Owusu-Ansah v. Coca-Cola Co., 11-13663

Decision Date08 May 2013
Docket NumberD.C. Docket No. 1:09-cv-02664-SCJ,No. 11-13663,11-13663
PartiesFRANKLIN OWUSU-ANSAH, Plaintiff-Appellant, v. THE COCA-COLA COMPANY, Defendant-Appellee.
CourtUnited States Courts of Appeals. United States Court of Appeals (11th Circuit)

[PUBLISH]

Appeal from the United States District Court

for the Northern District of Georgia

Before TJOFLAT, CARNES, and JORDAN, Circuit Judges.

JORDAN, Circuit Judge:

On the recommendation of an independent psychologist, Coca-Cola placed Franklin Owusu-Ansah, one of its employees, on paid leave and required him to undergo a psychiatric/psychological fitness-for-duty evaluation. After he wascleared to return to work, Mr. Owusu-Ansah sued Coca-Cola, alleging that the evaluation violated 42 U.S.C. § 12112(d)(4)(A), a provision of the Americans with Disabilities Act. The district court granted Coca-Cola's motion for summary judgment, concluding that the evaluation was both job-related and consistent with business necessity, and therefore permissible under the ADA.

Mr. Owusu-Ansah now appeals. Following review of the record, and with the benefit of oral argument, we affirm.

I

We exercise plenary review of the district court's grant of summary judgment on Mr. Owusu-Ansah's ADA claim. See Holly v. Clairson Indus., L.L.C., 492 F.3d 1247, 1255 (11th Cir. 2007). "Summary judgment is appropriate when the evidence, viewed in the light most favorable to the nonmoving party, presents no genuine issue of material fact and compels judgment as a matter of law in favor of the moving party." Brown v. Sec'y of State of Fla., 668 F.3d 1271, 1274 (11th Cir. 2012) (internal quotation marks omitted). Accord Celotex Corp. v. Catrett, 477 U.S. 317, 322-23 (1986).

As noted above, we would normally look at all of the record evidence in the light most favorable to Mr. Owusu-Ansah. But this is not a typical summary judgment case. The magistrate judge issued a report recommending that summary judgment be entered in favor of Coca-Cola. In so doing, the magistrate judge laidout the relevant facts, as he found them to exist, viewed through the prism of Rule 56. Mr. Owusu-Ansah asserts on appeal that the magistrate judge did not view the evidence in the light most favorable to him, improperly allowed hearsay evidence, and failed to consider certain evidence. Mr. Owusu-Ansah, however, did not file any objections to the magistrate judge's recitation of the evidence for Rule 56 purposes, and under our precedent, that failure to object means that we review the facts laid out by the magistrate judge only for plain error or manifest injustice. See, e.g., LoConte v. Dugger, 847 F.2d 745, 749-50 (11th Cir. 1988) ("Findings of fact made by a United States magistrate under the authority of 28 U.S.C. § 636, and which are accepted and adopted by the district court without objection by any party, may be reviewed on direct appeal only for plain error or manifest injustice.") (internal quotation marks omitted); United States v. Hall, 716 F.2d 826, 829 (11th Cir. 1983) (defendant who failed to object to magistrate judge's report and recommendation could "challenge the district court's findings of fact [taken from the report] only under a plain error standard").1

Mr. Owusu-Ansah has not even attempted to meet the exacting plain error/ manifest injustice standard, so we take the facts, for Rule 56 purposes, as set out in the magistrate judge's report and do not consider other evidence which might have,according to Mr. Owusu-Ansah, created issues of material fact. Nevertheless, we review de novo the magistrate judge's conclusions of law if they were accepted and adopted by the district court. See Monroe v. Thigpen, 932 F.2d 1437, 1440 (11th Cir. 1991).

Dataset records
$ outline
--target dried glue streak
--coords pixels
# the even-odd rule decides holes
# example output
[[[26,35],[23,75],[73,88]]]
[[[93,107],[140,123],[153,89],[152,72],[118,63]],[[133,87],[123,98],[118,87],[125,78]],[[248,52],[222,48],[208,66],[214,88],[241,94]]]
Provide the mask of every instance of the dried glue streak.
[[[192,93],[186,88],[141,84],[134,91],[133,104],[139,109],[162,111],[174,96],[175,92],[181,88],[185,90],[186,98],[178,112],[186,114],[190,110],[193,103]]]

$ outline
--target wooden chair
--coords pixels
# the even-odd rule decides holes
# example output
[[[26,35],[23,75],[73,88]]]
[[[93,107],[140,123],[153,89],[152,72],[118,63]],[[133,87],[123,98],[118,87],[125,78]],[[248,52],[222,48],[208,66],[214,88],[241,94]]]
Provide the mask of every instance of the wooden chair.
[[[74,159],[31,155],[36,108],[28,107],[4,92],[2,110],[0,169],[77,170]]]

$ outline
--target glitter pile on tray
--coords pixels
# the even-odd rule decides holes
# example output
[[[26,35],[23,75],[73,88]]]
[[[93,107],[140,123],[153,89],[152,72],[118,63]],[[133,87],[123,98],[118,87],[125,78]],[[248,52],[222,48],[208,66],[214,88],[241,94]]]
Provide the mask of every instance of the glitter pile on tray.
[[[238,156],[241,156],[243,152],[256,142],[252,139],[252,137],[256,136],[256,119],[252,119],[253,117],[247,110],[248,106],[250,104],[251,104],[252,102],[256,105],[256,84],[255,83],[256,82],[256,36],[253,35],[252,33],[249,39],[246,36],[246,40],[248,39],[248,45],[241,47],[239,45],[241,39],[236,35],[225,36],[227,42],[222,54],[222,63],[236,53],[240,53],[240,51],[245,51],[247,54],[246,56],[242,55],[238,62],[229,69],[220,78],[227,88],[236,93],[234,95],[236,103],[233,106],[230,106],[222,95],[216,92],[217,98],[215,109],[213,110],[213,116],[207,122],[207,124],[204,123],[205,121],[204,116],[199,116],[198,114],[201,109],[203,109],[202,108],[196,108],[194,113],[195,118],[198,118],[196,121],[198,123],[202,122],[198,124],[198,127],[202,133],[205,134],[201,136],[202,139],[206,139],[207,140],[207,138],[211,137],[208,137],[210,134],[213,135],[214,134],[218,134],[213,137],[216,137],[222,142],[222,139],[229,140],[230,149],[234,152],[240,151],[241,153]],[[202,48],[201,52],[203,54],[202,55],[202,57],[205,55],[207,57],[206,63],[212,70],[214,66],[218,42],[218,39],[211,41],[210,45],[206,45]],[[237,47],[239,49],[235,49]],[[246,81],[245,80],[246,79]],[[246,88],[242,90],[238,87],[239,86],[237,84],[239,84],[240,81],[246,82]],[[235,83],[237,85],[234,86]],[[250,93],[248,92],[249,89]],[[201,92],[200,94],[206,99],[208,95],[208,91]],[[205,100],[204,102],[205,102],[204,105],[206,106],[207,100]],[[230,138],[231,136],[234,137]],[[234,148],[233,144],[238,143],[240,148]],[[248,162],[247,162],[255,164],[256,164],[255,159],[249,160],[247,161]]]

Given request:
In the court opinion, which provision of the Americans with Disabilities Act did Franklin Owusu-Ansah claim the fitness-for-duty evaluation violated? These rows come from a separate source.

Output for this exercise:
42 U.S.C. § 12112(d)(4)(A).